[Image box annotation rows]
***
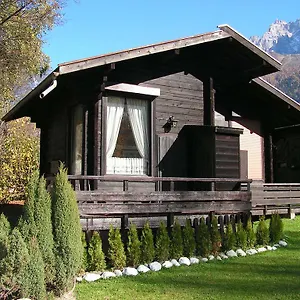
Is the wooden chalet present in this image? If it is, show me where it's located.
[3,25,300,229]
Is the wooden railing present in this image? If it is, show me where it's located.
[251,182,300,216]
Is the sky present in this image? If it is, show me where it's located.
[43,0,300,69]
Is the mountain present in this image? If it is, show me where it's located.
[250,19,300,102]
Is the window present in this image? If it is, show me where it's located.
[106,97,150,175]
[70,105,84,175]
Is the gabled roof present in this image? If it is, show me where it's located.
[2,25,281,121]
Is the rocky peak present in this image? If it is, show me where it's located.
[250,19,300,54]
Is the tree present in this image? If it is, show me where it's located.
[127,224,141,266]
[88,231,106,271]
[182,219,196,257]
[141,222,155,264]
[52,165,83,294]
[155,222,170,262]
[108,225,126,269]
[170,220,183,259]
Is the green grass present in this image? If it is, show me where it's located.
[76,217,300,300]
***
(Exercise details): Arrange all the lines of the rows above as a numbered list, omitting any blank lines and leaving the pictures out.

(Output):
1. Is the wooden chalet present in this image? If it is, show me where it's located.
2. [3,25,300,229]
3. Is the wooden railing present in this image? If it is, show me where it's located.
4. [251,182,300,216]
5. Is the sky present in this image? If it is, show me where it's located.
6. [43,0,300,69]
7. Is the mountain present in this image? If it is, show me where it's located.
8. [250,19,300,102]
9. Is the window present in this image? If it is, show me where it's located.
10. [106,97,150,175]
11. [70,105,84,175]
12. Is the gabled roof present in this image? If it is, show me where it's located.
13. [2,25,281,121]
14. Is the rocky peak present in this image? If it is, show me where it's located.
15. [250,19,300,54]
16. Is the tree present in this image? If it is, show me where it's located.
17. [127,224,141,266]
18. [88,231,106,271]
19. [182,219,196,257]
20. [141,222,155,264]
21. [52,165,83,294]
22. [155,222,170,262]
23. [108,225,126,269]
24. [170,220,183,259]
25. Is the green grass present in this image? If it is, show me where it's located.
26. [76,217,300,300]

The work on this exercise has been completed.